Collected data

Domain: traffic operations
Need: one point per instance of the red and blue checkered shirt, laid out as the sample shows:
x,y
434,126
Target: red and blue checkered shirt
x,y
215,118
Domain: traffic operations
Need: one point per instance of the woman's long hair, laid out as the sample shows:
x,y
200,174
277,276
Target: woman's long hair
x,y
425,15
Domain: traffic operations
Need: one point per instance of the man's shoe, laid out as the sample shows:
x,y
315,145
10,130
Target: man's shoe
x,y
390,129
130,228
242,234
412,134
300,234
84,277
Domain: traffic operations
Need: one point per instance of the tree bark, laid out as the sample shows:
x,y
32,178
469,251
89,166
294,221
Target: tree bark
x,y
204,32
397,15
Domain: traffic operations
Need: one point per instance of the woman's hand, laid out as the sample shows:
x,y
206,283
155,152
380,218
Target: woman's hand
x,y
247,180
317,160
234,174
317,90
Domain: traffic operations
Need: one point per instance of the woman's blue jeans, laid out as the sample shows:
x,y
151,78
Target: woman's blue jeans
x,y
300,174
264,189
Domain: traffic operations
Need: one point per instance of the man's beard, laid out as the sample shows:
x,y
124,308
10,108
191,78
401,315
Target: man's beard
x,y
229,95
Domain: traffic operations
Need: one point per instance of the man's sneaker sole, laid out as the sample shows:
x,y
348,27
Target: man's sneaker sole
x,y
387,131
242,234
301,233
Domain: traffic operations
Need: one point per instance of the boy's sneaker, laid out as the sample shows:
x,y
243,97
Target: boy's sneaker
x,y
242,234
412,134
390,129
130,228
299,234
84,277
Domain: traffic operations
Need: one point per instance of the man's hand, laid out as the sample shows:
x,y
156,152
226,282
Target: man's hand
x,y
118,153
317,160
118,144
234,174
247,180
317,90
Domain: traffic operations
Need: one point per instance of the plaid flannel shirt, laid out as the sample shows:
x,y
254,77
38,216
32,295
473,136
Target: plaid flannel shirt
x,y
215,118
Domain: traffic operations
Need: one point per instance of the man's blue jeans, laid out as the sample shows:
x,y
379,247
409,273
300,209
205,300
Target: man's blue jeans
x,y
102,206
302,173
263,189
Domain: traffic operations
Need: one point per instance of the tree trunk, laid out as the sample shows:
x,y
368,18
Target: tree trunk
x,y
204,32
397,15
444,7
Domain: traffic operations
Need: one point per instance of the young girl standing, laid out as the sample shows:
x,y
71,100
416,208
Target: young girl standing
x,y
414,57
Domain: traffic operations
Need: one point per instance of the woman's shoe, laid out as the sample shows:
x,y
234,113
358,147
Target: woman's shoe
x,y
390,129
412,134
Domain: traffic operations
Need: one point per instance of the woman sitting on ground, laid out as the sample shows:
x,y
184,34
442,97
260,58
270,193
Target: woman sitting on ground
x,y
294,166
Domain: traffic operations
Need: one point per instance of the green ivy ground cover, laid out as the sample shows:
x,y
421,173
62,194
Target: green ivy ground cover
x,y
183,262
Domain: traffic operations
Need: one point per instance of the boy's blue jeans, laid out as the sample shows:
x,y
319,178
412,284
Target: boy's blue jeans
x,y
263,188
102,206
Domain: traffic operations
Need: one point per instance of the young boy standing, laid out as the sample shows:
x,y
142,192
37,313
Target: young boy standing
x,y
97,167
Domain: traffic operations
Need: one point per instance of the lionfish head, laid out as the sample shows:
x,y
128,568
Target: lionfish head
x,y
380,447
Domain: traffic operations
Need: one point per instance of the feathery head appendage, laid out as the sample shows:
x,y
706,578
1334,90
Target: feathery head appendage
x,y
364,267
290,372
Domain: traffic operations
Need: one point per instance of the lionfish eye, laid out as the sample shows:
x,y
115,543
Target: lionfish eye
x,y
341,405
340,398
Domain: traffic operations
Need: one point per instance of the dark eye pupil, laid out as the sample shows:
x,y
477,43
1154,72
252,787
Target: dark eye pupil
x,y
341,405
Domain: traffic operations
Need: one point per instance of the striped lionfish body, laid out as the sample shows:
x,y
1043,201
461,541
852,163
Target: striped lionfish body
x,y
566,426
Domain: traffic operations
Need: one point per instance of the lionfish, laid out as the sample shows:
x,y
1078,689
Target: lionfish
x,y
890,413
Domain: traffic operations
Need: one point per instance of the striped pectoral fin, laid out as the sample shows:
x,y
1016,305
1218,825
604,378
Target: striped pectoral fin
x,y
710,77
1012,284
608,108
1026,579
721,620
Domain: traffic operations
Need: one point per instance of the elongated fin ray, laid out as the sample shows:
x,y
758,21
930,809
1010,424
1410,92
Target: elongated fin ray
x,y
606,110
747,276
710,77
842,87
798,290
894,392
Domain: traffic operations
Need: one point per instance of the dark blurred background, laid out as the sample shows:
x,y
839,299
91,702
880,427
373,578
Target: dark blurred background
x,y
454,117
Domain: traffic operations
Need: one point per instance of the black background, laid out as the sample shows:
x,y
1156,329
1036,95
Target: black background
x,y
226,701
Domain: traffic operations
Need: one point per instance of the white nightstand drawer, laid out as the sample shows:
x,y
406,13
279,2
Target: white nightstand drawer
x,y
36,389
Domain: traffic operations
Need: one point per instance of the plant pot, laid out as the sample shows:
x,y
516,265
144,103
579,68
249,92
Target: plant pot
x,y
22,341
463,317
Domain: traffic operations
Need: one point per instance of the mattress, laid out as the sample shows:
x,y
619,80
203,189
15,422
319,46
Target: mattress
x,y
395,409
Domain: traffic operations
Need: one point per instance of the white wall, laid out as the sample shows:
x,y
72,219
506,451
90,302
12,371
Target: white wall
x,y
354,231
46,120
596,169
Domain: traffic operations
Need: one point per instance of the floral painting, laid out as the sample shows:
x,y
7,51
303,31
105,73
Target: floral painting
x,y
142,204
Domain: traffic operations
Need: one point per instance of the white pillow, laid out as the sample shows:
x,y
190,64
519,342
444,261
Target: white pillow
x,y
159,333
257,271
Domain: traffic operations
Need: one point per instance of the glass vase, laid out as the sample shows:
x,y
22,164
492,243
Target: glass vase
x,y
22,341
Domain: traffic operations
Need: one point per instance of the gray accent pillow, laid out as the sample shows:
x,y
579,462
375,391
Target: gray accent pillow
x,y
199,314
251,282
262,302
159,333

WORK REQUIRED: The data given above must be transcribed exactly and completely.

ANSWER TO THE PROBLEM:
Domain: traffic operations
Need: one point per instance of the red and blue checkered shirt, laid out as the sample shows:
x,y
434,126
Target: red and blue checkered shirt
x,y
215,118
Domain: traffic operations
Need: one point per instance of the woman's long hair, laid out as the sample shows:
x,y
200,174
277,276
Target: woman's long hair
x,y
425,15
Domain: traffic operations
Need: one point per instance of the man's shoe, laid out as the sample shows:
x,y
315,145
10,130
Target: man's shoe
x,y
390,129
130,228
242,234
412,134
300,234
84,277
Domain: traffic operations
Need: one point per instance of the tree bark, laid out as the sample shows:
x,y
32,178
469,251
89,166
294,221
Target: tree bark
x,y
204,32
397,15
Domain: traffic operations
Need: one point per instance of the woman's hand, laid out as the sample shows:
x,y
206,283
155,152
380,218
Target: woman's hand
x,y
247,180
317,160
234,174
317,90
Domain: traffic operations
Need: one point per instance of the woman's blue jeans, laid out as the sample shows:
x,y
151,78
Target: woman's blue jeans
x,y
300,174
264,189
Domain: traffic operations
Need: one point per instance of the man's beard, laid out as the sample shows:
x,y
124,308
10,108
191,78
401,315
Target: man's beard
x,y
229,95
Domain: traffic operations
Need: one point per instance of the man's sneaker sole, laid out as the sample shows:
x,y
348,27
Target: man's sneaker sole
x,y
387,131
242,234
301,233
Domain: traffic operations
Need: one point per instance of the boy's sneaker, laid out as the sample shows:
x,y
243,97
Target: boy's sneaker
x,y
242,234
412,134
390,129
130,228
299,234
84,277
Domain: traffic operations
Need: one point per instance of the man's hand, laid out as the sample shows:
x,y
156,152
226,282
Target: man's hand
x,y
118,153
317,160
118,144
234,174
247,180
317,90
Domain: traffic operations
Need: one point per instance of the plaid flannel shirt, laid out as the sample shows:
x,y
254,77
38,216
32,295
473,136
Target: plaid flannel shirt
x,y
215,118
Domain: traffic operations
Need: one point per instance of the man's blue jeans, laid out as the sample shows:
x,y
379,247
409,273
300,209
205,300
Target: man's blue jeans
x,y
102,206
302,173
263,189
Domain: traffic operations
Need: one point per instance of the tree trunk, laid out as the sample shows:
x,y
368,18
Target: tree trunk
x,y
204,32
397,15
444,7
Domain: traffic operations
Need: one point per instance of the young girl standing, laid out as the sample shows:
x,y
71,100
416,208
Target: young girl standing
x,y
414,57
Domain: traffic operations
Need: one point per instance of the woman's shoe, laid out as the sample shows:
x,y
234,113
358,147
Target: woman's shoe
x,y
390,129
412,134
Domain: traffic operations
Need: one point per instance of the woman sitting on ground, laid out as the sample shows:
x,y
184,34
442,97
260,58
270,193
Target: woman sitting on ground
x,y
294,166
Domain: traffic operations
Need: one point per instance of the green ivy ground cover, laid out as the sample shows:
x,y
421,173
62,194
Target: green ivy ground cover
x,y
183,262
Domain: traffic operations
Need: one point per instance of the boy's blue jeans, laid out as the sample shows:
x,y
319,178
412,284
Target: boy's blue jeans
x,y
263,188
102,206
Domain: traffic operations
Need: one point per instance of the young boy standing, laid out as the sample shows:
x,y
142,192
37,313
Target: young boy standing
x,y
97,167
Domain: traffic operations
Need: one point per instance of the lionfish head, laid out as the sample shows:
x,y
128,568
Target: lionfish head
x,y
380,447
Domain: traffic operations
Need: one point per instance of the feathery head appendage, laid out as the sample shows:
x,y
706,578
1334,90
Target: feathery head appendage
x,y
364,267
290,372
Domain: traffic operations
Need: one point per instance of the lionfish eye, laid out as the sample shows:
x,y
115,543
Target: lionfish eye
x,y
341,405
340,398
Domain: traffic operations
Need: one point per instance of the dark eye pupil, laid out as the sample shows:
x,y
477,43
1154,72
252,787
Target: dark eye pupil
x,y
341,405
Domain: traffic operations
Need: one point per instance of the striped lionfish body, laid out as the sample shows:
x,y
1043,201
461,541
852,163
Target: striped lionfish body
x,y
566,426
Domain: traffic operations
Need: one point per instance of the lionfish, laid out as the sample shows:
x,y
1078,689
Target: lionfish
x,y
890,413
Domain: traffic operations
Need: one point per instance of the striped pectoral fin, laid out as the sample shows:
x,y
1016,305
1218,825
604,378
Target: striped pectoral fin
x,y
710,77
1012,284
608,108
1026,579
721,620
Domain: traffic operations
Need: one point per instance of the elongated fin ray, laid out as the sample shows:
x,y
758,21
930,809
1010,424
1410,92
Target: elongated fin ray
x,y
606,110
747,276
710,77
842,87
798,290
894,392
Domain: traffic operations
Need: one point per instance of the dark blurred background, laid out as the sample shows:
x,y
839,299
91,702
880,427
373,578
Target: dark blurred background
x,y
454,117
Domain: traffic operations
Need: one point per instance of the black background, laid out as the sample shows:
x,y
1156,329
1036,95
Target: black background
x,y
226,701
Domain: traffic operations
Need: one point per instance of the white nightstand drawer, laid out as the sample shows:
x,y
406,13
279,2
Target: white nightstand drawer
x,y
36,389
Domain: traffic operations
Need: one point per instance of the plant pot, laid out as the sample shows:
x,y
516,265
144,103
579,68
249,92
Target: plant pot
x,y
22,341
463,317
Domain: traffic operations
Need: one point per instance of the mattress, laid out as the sample shows:
x,y
619,80
203,189
15,422
319,46
Target: mattress
x,y
395,409
Domain: traffic operations
Need: one point per instance of the white wall, laid out as the sample shows:
x,y
72,219
506,451
90,302
12,371
Target: white wall
x,y
354,231
46,120
596,169
Domain: traffic operations
Need: one point per instance of the floral painting, laid out as the sample shows:
x,y
7,51
303,31
105,73
Target: floral painting
x,y
142,204
Domain: traffic operations
Need: one point per instance of the white pillow, laid out as the sample shows:
x,y
190,64
519,342
444,261
Target: white pillow
x,y
159,333
257,271
Domain: traffic operations
Need: one point per instance of the glass vase, laid out as the sample shows:
x,y
22,164
492,243
Target: glass vase
x,y
22,341
Domain: traffic operations
Need: one point per instance of the gray accent pillow, laid out as the sample shows:
x,y
579,462
375,391
Target: gray accent pillow
x,y
199,314
251,282
262,302
159,333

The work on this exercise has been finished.